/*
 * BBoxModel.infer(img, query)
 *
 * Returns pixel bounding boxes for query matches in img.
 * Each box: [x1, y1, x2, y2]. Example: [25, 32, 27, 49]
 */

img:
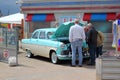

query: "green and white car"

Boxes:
[21, 21, 88, 64]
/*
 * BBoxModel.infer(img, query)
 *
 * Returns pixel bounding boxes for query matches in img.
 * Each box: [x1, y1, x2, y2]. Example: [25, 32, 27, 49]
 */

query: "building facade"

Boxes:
[21, 0, 120, 49]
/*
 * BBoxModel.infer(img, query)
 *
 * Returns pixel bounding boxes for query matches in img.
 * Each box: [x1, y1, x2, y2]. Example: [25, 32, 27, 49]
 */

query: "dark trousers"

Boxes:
[96, 45, 103, 58]
[89, 44, 96, 64]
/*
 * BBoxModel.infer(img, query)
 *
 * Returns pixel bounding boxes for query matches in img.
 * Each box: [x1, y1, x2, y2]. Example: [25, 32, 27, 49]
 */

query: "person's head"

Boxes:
[74, 18, 79, 24]
[87, 23, 92, 29]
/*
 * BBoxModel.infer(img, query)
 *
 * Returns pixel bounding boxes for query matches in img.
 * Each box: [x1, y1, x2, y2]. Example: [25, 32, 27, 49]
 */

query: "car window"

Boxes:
[39, 31, 45, 39]
[32, 31, 39, 39]
[47, 32, 54, 39]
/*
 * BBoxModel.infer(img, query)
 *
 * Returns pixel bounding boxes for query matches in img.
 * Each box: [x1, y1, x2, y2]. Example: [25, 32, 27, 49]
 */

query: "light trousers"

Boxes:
[71, 40, 83, 65]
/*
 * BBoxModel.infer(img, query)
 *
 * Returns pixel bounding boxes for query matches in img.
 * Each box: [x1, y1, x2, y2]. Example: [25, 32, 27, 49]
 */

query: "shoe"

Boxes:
[78, 65, 82, 67]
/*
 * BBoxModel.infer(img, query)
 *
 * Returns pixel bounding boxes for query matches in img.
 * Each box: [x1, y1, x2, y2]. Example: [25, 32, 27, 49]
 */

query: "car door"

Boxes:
[37, 31, 48, 57]
[29, 31, 39, 54]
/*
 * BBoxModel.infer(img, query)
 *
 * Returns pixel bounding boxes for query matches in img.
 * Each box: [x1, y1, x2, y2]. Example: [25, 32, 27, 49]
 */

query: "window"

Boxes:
[32, 31, 39, 39]
[39, 31, 45, 39]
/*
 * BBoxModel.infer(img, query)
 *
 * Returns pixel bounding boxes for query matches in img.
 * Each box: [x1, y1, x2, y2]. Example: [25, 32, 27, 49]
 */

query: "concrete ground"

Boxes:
[0, 50, 96, 80]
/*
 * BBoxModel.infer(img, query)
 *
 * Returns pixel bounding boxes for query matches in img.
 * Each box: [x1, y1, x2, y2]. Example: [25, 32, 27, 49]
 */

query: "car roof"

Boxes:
[36, 28, 57, 32]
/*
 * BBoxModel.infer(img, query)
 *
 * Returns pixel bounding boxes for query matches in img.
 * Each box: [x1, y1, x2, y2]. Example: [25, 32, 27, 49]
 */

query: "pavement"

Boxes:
[0, 50, 96, 80]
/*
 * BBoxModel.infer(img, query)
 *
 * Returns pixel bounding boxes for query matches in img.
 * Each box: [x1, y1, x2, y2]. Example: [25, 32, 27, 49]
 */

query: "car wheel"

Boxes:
[51, 52, 59, 64]
[27, 50, 33, 58]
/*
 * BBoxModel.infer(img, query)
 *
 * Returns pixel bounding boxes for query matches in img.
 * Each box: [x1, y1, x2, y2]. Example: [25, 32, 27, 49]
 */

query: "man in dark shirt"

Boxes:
[88, 23, 98, 65]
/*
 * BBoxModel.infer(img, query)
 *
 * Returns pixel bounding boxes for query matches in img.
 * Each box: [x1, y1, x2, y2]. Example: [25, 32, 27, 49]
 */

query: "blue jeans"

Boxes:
[96, 45, 103, 58]
[71, 40, 83, 65]
[89, 44, 96, 64]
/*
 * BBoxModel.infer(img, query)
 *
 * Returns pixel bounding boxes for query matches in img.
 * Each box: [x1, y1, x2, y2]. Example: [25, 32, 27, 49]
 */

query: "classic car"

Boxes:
[21, 21, 88, 64]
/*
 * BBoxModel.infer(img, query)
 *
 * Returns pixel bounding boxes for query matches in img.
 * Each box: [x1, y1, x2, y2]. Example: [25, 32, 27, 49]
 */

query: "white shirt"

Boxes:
[69, 24, 85, 42]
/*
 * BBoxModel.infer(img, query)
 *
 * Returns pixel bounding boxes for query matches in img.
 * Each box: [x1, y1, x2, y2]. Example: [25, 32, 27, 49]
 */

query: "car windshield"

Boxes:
[47, 32, 55, 39]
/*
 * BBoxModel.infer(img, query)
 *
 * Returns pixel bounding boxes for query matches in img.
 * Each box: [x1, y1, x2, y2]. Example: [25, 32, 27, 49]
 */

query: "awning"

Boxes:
[83, 13, 116, 21]
[25, 14, 55, 22]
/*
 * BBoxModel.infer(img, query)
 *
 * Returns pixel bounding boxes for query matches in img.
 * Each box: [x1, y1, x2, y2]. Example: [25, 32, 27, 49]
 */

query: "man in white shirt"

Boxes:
[69, 19, 85, 67]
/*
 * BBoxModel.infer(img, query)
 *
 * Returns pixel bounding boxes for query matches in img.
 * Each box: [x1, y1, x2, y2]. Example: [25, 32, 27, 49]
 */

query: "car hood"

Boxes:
[52, 22, 84, 39]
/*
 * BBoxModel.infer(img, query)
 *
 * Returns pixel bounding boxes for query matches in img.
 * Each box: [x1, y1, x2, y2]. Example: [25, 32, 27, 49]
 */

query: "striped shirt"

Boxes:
[69, 24, 85, 42]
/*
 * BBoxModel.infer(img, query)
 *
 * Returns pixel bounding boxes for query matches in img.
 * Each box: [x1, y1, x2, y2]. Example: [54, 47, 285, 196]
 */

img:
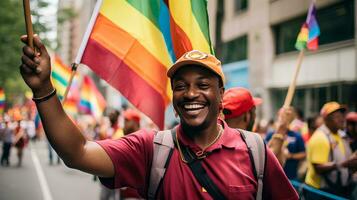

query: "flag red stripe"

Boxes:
[90, 14, 170, 104]
[82, 39, 165, 129]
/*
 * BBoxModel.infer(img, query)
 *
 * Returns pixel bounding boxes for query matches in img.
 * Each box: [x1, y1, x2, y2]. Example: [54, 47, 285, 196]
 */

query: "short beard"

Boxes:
[181, 121, 209, 138]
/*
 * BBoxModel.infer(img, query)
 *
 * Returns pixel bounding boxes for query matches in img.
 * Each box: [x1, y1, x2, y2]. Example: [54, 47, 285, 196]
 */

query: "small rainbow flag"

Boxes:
[0, 88, 5, 114]
[52, 55, 71, 98]
[295, 2, 320, 51]
[79, 76, 106, 119]
[76, 0, 213, 129]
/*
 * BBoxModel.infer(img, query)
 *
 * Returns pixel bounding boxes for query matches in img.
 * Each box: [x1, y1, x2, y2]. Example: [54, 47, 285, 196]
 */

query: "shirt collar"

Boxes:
[177, 119, 240, 152]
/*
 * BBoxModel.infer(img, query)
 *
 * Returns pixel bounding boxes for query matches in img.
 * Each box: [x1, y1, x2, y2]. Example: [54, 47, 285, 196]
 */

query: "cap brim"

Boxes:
[167, 60, 211, 78]
[253, 97, 263, 106]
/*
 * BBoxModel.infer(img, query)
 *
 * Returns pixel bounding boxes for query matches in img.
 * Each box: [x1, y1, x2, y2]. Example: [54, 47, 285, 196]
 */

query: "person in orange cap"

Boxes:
[305, 102, 357, 198]
[223, 87, 263, 131]
[346, 112, 357, 152]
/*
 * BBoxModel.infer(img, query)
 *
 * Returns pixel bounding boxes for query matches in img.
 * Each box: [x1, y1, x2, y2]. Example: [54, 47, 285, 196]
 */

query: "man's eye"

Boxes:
[174, 84, 185, 90]
[198, 83, 209, 89]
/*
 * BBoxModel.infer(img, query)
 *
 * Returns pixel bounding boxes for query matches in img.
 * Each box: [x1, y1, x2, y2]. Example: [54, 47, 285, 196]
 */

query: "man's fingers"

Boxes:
[20, 35, 27, 44]
[21, 55, 38, 70]
[20, 64, 33, 74]
[22, 46, 35, 58]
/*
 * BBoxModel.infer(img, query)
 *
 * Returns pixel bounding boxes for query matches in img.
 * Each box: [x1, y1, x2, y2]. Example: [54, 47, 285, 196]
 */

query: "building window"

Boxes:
[271, 83, 357, 117]
[222, 35, 248, 64]
[234, 0, 248, 14]
[273, 1, 354, 54]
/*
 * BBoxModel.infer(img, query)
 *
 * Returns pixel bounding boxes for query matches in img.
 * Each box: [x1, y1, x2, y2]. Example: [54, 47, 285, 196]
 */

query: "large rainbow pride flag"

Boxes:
[75, 0, 213, 129]
[295, 2, 320, 51]
[0, 88, 5, 114]
[79, 75, 106, 119]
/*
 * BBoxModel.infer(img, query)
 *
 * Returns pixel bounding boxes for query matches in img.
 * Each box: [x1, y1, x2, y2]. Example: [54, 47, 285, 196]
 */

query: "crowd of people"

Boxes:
[1, 36, 357, 199]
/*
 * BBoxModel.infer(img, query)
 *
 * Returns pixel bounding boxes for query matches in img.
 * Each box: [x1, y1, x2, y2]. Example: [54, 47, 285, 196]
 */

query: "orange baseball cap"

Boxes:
[320, 101, 347, 117]
[167, 50, 225, 84]
[124, 109, 141, 123]
[223, 87, 263, 119]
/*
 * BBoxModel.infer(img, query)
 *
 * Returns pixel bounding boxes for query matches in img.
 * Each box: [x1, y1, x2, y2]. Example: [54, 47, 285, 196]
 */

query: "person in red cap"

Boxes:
[265, 107, 306, 180]
[20, 36, 298, 200]
[305, 101, 357, 198]
[346, 112, 357, 152]
[223, 87, 263, 131]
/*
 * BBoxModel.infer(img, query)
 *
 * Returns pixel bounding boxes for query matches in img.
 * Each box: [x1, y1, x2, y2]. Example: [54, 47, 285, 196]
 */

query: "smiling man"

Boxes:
[20, 37, 298, 199]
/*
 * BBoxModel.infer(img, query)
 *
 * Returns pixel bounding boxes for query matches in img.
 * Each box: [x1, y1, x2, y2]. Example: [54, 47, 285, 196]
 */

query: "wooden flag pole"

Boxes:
[23, 0, 34, 49]
[23, 0, 41, 73]
[283, 50, 304, 108]
[62, 63, 78, 105]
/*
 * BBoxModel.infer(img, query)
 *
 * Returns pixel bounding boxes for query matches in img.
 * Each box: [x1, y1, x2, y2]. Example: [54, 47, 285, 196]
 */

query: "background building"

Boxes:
[58, 0, 357, 124]
[208, 0, 357, 119]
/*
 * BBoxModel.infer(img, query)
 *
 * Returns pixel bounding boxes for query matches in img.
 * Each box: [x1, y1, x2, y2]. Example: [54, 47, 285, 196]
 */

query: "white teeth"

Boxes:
[184, 104, 204, 109]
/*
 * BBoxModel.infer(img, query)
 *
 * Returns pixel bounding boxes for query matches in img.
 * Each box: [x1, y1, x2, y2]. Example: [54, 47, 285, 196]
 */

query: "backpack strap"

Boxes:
[148, 130, 175, 199]
[237, 129, 266, 200]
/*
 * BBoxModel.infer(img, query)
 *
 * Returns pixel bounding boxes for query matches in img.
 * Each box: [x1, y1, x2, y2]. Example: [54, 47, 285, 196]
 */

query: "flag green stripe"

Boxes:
[191, 0, 211, 44]
[126, 0, 160, 29]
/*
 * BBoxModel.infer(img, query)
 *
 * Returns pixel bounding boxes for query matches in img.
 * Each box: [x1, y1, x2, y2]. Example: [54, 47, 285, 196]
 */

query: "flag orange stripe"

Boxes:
[82, 39, 166, 129]
[90, 15, 170, 103]
[170, 16, 192, 58]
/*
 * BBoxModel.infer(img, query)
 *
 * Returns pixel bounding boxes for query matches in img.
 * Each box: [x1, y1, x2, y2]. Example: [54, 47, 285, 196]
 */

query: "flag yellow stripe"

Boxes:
[169, 0, 211, 53]
[100, 0, 172, 68]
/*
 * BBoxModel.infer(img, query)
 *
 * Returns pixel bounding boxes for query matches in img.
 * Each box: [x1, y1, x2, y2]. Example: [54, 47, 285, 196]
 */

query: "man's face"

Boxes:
[123, 119, 140, 135]
[328, 111, 345, 129]
[172, 65, 224, 129]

[Consegna dell'esercizio] Riporta tali e quali le righe qui sopra, dalla prima fino a quella che contiene "[47, 32, 54, 39]", estremi inclusi. Lascia fuori dalla risposta le immagini.

[Soluzione completa]
/*
 * BBoxModel.infer(img, query)
 *
 * Returns pixel bounding boxes for query matches in img.
 * Each box: [x1, y1, x2, y2]. Example: [25, 32, 27, 49]
 */

img:

query: "green and white car"

Boxes:
[21, 21, 88, 64]
/*
 * BBoxModel.infer(img, query)
 *
 * Returns pixel bounding boxes for query matches in img.
 * Each box: [x1, y1, x2, y2]. Example: [25, 32, 27, 49]
 */

query: "building facade"

Boxes:
[21, 0, 120, 49]
/*
 * BBoxModel.infer(img, query)
 *
 * Returns pixel bounding boxes for query matches in img.
 * Each box: [x1, y1, x2, y2]. Example: [25, 32, 27, 49]
 */

query: "dark trousers"

Boxes:
[96, 45, 103, 58]
[89, 44, 96, 64]
/*
 * BBoxModel.infer(img, query)
 *
 * Returns pixel bounding boxes for query matches in img.
 * Each box: [x1, y1, x2, y2]. Example: [25, 32, 27, 49]
 */

query: "person's head"

Boxes:
[74, 18, 79, 24]
[87, 23, 92, 29]
/*
 * BBoxModel.infer(img, query)
 *
 * Returns pixel bounding boxes for query matches in img.
 * Each box: [x1, y1, x2, y2]. Example: [25, 32, 27, 49]
 */

query: "car window"

Boxes:
[39, 31, 45, 39]
[32, 31, 39, 39]
[47, 32, 54, 39]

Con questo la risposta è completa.